_Brief_.
Please transcribe the data exactly, with nothing left out.

_Given data_.
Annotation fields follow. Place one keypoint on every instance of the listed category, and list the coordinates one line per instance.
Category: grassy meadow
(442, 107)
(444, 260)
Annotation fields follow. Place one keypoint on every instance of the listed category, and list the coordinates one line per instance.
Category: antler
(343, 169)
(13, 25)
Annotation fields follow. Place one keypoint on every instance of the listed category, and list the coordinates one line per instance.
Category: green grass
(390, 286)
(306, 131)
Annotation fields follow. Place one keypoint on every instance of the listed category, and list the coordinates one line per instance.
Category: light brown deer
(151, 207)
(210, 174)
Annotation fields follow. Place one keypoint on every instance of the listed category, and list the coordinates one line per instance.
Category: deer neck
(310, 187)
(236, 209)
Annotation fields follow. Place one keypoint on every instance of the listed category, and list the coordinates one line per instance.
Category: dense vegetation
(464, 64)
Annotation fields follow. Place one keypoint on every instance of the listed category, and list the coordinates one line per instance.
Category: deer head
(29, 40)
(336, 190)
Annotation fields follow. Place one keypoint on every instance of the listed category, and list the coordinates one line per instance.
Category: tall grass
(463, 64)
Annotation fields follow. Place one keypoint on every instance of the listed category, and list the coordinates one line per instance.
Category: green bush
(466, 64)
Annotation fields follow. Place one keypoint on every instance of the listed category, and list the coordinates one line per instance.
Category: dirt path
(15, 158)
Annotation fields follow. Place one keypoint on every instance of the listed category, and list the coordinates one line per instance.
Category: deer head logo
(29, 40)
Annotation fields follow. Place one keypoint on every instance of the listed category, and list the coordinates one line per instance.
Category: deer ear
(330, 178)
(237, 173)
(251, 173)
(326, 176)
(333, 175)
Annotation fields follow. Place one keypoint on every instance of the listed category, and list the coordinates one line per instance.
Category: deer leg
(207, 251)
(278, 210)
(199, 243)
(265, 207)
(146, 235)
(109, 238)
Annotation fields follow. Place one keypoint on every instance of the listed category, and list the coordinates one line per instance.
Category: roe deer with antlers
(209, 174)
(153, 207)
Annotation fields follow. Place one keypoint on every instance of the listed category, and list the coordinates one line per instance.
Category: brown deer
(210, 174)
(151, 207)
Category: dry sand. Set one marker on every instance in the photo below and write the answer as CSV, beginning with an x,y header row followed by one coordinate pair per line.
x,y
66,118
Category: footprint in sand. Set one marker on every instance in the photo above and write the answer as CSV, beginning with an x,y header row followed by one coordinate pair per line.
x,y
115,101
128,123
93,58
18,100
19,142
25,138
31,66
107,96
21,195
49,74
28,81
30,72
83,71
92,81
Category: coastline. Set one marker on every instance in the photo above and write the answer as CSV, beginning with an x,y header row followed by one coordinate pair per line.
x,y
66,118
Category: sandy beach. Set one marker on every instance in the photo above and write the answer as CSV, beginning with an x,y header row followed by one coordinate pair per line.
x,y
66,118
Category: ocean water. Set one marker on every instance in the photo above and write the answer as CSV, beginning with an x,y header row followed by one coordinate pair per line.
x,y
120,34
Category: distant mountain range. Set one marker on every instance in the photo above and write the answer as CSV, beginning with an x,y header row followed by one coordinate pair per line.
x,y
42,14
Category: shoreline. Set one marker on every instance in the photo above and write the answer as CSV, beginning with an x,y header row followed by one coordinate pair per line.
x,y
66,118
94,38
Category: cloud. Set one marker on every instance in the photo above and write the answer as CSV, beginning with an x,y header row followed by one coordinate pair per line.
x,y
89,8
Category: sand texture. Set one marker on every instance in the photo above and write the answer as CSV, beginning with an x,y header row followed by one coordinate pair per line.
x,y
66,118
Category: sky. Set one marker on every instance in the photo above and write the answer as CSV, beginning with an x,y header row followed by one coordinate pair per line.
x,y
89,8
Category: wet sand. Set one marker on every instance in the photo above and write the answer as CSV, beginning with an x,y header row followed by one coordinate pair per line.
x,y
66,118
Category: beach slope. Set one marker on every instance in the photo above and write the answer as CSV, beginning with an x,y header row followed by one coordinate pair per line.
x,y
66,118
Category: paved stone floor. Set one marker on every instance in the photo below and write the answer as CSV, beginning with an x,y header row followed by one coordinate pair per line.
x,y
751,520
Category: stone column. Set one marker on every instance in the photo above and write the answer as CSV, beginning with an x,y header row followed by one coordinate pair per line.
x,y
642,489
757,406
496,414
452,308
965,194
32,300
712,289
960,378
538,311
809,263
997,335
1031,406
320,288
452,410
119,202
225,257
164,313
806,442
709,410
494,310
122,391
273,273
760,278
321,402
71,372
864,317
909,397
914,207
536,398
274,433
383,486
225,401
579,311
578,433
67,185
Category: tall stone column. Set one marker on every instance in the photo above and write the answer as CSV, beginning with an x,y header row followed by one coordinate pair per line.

_Your solution_.
Annotation fields follow. Place one keypoint on every instance of the listed category, and list the coordinates one line per instance.
Category: grassy meadow
(442, 107)
(444, 260)
Annotation fields follow. Place one keypoint on every instance of the listed category, and list the coordinates one line per instance.
Category: antler
(343, 169)
(13, 25)
Annotation fields follow. Place one keypoint on every instance of the listed category, and list the coordinates one line per instance.
Category: green grass
(390, 286)
(306, 131)
Annotation fields follow. Place one keypoint on every instance of the listed category, and list the coordinates one line per instance.
Category: light brown deer
(151, 207)
(210, 174)
Annotation fields follow. Place one keypoint on every instance of the listed category, and list the coordinates one line per instance.
Category: deer neck
(310, 187)
(236, 209)
Annotation fields follow. Place one keypoint on every instance of the listed category, and list the coordinates one line per instance.
Category: dense vegetation
(464, 64)
Annotation fields follow. Place one keypoint on every instance of the listed category, and list the coordinates one line per instance.
Category: deer head
(29, 40)
(336, 190)
Annotation fields follow. Place one keypoint on every instance of the listed category, and list the coordinates one line per instance.
Category: tall grass
(463, 64)
Annotation fields follow. Place one keypoint on every instance of the listed category, and list the coordinates one line per instance.
Category: green bush
(466, 64)
Annotation fields follow. Place one keypoint on every instance of the listed category, and list the coordinates one line per instance.
Category: dirt path
(15, 158)
Annotation fields follow. Place one keypoint on every instance of the listed category, and list the coordinates one line per instance.
Category: deer head logo
(29, 40)
Annotation fields follow. Place one keypoint on every instance of the listed category, and list the coordinates one line per instance.
Category: deer ear
(330, 178)
(237, 173)
(251, 173)
(326, 176)
(333, 175)
Annotation fields follow. Place one keypoint on every instance of the listed category, and list the coordinates one line per instance.
Category: deer leg
(207, 251)
(278, 210)
(199, 243)
(265, 207)
(146, 235)
(109, 238)
Annotation fields follow. Place one keypoint on every instance of the listed category, and list the coordinates one line per instance.
Category: roe deer with antlers
(209, 174)
(153, 207)
Annotation fields follow. Place one keypoint on every instance of the listed category, and list the coordinates one line per instance.
Category: brown deer
(210, 174)
(151, 207)
Category: dry sand. Set one marker on every instance in the photo below and write the answer as CSV, beginning with an x,y header row followed by one coordinate pair per line.
x,y
66,118
Category: footprint in sand. Set one marker on every instance in the photo above and write the answer as CSV, beginning with an x,y header row followed by one coordinate pair per line.
x,y
115,101
128,123
93,58
18,100
19,142
25,138
31,66
107,96
21,195
49,74
28,81
30,72
83,71
92,81
Category: coastline. Set one marker on every instance in the photo above and write the answer as CSV, beginning with an x,y header row followed by one coordinate pair per line.
x,y
66,118
Category: sandy beach. Set one marker on every instance in the photo above and write the answer as CSV, beginning with an x,y header row followed by one coordinate pair per line.
x,y
66,118
Category: ocean water. Set one marker on every instance in the photo above and write the answer as CSV, beginning with an x,y header row followed by one coordinate pair per line.
x,y
120,34
Category: distant mountain range. Set one marker on every instance in the photo above and write the answer as CSV, beginning with an x,y header row followed by one coordinate pair per line.
x,y
42,14
Category: shoreline. Set one marker on every instance in the photo above and write the answer as CSV, beginning with an x,y header row followed by one coordinate pair per line.
x,y
66,118
94,38
Category: cloud. Set one marker on every instance in the photo above and write the answer as CSV, beginning with an x,y header row followed by one coordinate pair per line.
x,y
89,8
Category: sand texture. Set one marker on every instance in the photo above and write the answer as CSV, beginning with an x,y header row followed by one coordinate pair per line.
x,y
66,118
Category: sky. Set one marker on every instance in the photo above and write the answer as CSV, beginning with an x,y header row followed by one coordinate pair per line.
x,y
89,8
Category: wet sand. Set one marker on every instance in the photo above and write the answer as CSV, beginning with an x,y header row followed by one coordinate pair per line.
x,y
66,118
Category: beach slope. Set one marker on every instance in the photo above and write the answer as CSV, beginning with an x,y header row followed by one coordinate pair per line.
x,y
66,118
Category: paved stone floor. Set one marker on every instance in the photo below and write the answer as CSV, beginning with an x,y header row followed by one coordinate pair per line.
x,y
751,520
Category: stone column. Set one marker on every instance in the photo above and write the answer as CSV, beginning with an x,y header row followed by one coordinate pair per line.
x,y
642,489
757,406
496,414
452,308
965,194
32,300
712,289
960,378
538,311
809,263
997,335
1031,406
320,288
452,410
119,202
225,257
164,313
806,442
709,410
494,310
122,391
273,273
760,278
321,402
71,372
864,317
909,397
914,207
536,398
274,433
383,486
225,401
579,311
578,433
67,185
Category: tall stone column. Set one marker on every instance in the photo above and write the answer as CSV, beginning with an x,y header row followed by one coordinate pair per line.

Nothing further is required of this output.